START EXERCISE DATA
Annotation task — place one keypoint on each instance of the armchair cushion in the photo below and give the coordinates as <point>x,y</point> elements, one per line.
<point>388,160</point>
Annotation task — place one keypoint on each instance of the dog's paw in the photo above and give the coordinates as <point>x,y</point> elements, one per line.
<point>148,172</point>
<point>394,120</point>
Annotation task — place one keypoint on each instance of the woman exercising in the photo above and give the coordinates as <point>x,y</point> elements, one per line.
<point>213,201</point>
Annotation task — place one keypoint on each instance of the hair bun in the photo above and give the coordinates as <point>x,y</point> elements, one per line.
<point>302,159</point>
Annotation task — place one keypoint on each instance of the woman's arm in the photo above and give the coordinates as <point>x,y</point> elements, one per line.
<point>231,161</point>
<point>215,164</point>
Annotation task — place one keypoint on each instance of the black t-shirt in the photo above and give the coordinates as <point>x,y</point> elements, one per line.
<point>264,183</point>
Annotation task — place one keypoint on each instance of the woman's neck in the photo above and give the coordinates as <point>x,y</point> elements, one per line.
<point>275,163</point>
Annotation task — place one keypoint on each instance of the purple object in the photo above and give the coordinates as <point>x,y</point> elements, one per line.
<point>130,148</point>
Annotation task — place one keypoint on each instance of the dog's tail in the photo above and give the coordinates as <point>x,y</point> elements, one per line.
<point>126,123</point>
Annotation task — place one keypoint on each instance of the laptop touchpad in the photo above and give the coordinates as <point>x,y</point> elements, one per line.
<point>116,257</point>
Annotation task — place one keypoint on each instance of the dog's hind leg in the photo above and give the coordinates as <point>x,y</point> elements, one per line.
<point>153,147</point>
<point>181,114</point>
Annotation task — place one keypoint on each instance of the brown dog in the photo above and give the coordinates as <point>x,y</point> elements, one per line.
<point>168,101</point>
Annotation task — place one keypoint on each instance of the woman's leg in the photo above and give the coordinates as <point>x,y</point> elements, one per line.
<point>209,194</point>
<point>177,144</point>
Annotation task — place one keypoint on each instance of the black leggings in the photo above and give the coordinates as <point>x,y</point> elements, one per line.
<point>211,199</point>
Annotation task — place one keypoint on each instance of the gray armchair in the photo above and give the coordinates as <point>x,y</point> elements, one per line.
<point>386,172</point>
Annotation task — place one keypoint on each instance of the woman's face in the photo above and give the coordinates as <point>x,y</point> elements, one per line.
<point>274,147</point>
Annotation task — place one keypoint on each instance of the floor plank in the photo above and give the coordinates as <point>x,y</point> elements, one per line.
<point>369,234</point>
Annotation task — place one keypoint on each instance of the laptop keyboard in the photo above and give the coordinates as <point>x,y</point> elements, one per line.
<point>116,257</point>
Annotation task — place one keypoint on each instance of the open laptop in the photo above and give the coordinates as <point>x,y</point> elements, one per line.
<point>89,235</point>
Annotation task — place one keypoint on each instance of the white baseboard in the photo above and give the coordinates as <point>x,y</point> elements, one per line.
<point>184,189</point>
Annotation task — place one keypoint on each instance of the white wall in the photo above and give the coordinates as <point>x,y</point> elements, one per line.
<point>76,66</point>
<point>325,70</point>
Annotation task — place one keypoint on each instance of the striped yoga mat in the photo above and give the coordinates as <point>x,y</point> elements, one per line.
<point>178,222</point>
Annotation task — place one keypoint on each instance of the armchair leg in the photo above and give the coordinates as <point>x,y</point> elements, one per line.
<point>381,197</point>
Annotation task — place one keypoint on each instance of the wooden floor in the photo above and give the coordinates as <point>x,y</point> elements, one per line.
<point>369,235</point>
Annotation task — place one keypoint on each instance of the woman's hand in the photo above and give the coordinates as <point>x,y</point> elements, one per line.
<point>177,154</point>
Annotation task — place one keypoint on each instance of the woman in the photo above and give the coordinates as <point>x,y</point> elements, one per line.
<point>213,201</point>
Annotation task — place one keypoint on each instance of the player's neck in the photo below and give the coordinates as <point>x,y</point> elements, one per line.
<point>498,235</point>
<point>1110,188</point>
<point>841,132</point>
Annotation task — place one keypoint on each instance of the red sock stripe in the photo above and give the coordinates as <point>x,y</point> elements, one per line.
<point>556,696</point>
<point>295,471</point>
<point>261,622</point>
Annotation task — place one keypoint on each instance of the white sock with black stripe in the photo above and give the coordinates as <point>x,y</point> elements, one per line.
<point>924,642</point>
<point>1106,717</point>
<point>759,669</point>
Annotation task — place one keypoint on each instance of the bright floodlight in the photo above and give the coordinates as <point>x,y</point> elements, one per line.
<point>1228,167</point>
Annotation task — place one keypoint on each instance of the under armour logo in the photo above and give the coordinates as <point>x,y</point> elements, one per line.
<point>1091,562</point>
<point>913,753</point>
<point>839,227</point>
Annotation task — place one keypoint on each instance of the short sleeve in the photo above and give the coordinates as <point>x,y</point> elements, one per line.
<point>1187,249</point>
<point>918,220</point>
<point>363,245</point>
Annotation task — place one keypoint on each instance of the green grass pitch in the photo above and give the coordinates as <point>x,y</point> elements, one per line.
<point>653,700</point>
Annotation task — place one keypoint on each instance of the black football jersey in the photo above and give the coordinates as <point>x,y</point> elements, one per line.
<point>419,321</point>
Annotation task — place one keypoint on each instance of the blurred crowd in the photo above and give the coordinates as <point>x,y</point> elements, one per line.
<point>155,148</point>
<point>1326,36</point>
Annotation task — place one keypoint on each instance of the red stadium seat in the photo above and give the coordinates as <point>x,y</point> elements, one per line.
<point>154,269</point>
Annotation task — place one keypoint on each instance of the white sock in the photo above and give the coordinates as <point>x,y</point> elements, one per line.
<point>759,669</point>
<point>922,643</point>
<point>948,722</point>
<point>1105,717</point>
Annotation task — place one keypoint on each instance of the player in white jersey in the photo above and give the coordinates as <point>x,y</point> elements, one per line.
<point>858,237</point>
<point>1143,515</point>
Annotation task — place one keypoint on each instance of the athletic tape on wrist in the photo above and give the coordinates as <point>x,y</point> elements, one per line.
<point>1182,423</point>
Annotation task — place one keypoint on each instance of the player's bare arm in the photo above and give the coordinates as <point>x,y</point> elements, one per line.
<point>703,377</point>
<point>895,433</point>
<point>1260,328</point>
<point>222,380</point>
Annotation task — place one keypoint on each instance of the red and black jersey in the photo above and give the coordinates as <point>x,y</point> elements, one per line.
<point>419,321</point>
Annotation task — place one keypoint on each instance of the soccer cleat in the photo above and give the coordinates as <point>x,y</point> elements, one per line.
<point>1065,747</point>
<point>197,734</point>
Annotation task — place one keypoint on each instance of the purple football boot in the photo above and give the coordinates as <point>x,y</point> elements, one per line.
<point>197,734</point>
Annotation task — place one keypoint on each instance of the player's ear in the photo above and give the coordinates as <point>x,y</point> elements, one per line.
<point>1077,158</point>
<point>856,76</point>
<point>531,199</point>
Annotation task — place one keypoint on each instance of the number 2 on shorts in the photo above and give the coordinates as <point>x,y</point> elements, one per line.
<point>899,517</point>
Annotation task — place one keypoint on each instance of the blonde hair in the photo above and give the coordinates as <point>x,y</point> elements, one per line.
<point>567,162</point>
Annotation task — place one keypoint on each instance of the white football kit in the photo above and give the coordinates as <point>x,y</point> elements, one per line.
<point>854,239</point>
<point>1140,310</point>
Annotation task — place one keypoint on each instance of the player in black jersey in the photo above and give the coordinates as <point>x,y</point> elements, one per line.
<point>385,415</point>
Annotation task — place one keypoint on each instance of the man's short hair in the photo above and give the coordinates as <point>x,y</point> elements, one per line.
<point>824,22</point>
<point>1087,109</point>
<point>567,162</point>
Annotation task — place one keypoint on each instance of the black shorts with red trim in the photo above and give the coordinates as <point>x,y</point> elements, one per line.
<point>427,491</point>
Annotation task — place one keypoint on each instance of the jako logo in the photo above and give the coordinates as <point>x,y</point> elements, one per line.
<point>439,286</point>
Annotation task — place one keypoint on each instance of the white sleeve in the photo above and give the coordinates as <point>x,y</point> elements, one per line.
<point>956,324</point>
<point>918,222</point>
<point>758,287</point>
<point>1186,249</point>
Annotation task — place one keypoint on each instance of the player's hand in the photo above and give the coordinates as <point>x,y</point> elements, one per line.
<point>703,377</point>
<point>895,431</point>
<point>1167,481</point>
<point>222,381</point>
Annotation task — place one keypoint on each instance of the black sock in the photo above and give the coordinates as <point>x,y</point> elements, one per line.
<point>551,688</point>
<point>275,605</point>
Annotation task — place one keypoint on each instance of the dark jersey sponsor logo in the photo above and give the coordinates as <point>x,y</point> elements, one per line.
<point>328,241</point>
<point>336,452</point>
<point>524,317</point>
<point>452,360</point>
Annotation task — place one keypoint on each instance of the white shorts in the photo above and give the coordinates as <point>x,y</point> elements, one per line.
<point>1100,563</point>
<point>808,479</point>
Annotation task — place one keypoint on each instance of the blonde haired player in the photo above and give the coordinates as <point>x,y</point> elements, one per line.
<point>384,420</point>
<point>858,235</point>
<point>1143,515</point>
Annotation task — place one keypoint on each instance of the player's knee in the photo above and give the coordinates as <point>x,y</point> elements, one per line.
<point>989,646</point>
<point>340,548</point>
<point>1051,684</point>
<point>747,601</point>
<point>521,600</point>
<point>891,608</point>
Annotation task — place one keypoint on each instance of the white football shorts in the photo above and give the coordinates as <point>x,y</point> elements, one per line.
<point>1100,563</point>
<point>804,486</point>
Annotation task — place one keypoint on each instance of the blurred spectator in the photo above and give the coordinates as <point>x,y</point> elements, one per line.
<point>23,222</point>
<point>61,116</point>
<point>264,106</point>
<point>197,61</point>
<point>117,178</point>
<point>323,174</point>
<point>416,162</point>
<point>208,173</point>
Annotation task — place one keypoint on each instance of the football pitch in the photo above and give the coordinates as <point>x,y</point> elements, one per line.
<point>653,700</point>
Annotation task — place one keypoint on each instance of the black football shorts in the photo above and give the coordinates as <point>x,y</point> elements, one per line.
END EXERCISE DATA
→ **EXERCISE REQUIREMENTS**
The line containing "white football shorts" and all lines after it, through the last line of the data, should be retyped exactly.

→ **TASK RESPONSE**
Annotation task — place one keypoint on each instance of the white football shorts in the photo above and give the coordinates as <point>x,y</point> elements, one per line.
<point>1100,563</point>
<point>804,486</point>
Annotation task — place one keypoint on each instance of the blurred spectator in the photo above and give the coordinates as <point>x,y</point> elements, one per line.
<point>23,222</point>
<point>61,116</point>
<point>264,106</point>
<point>197,61</point>
<point>117,178</point>
<point>323,174</point>
<point>416,162</point>
<point>208,173</point>
Annotation task — place one keypoint on each instance of the football pitch in the photo above and give the coordinates as <point>x,y</point> elements, one per line.
<point>653,700</point>
Annotation task — place one keypoint on each instance of the black football shorts in the photo above and give the coordinates as <point>x,y</point> elements, one per line.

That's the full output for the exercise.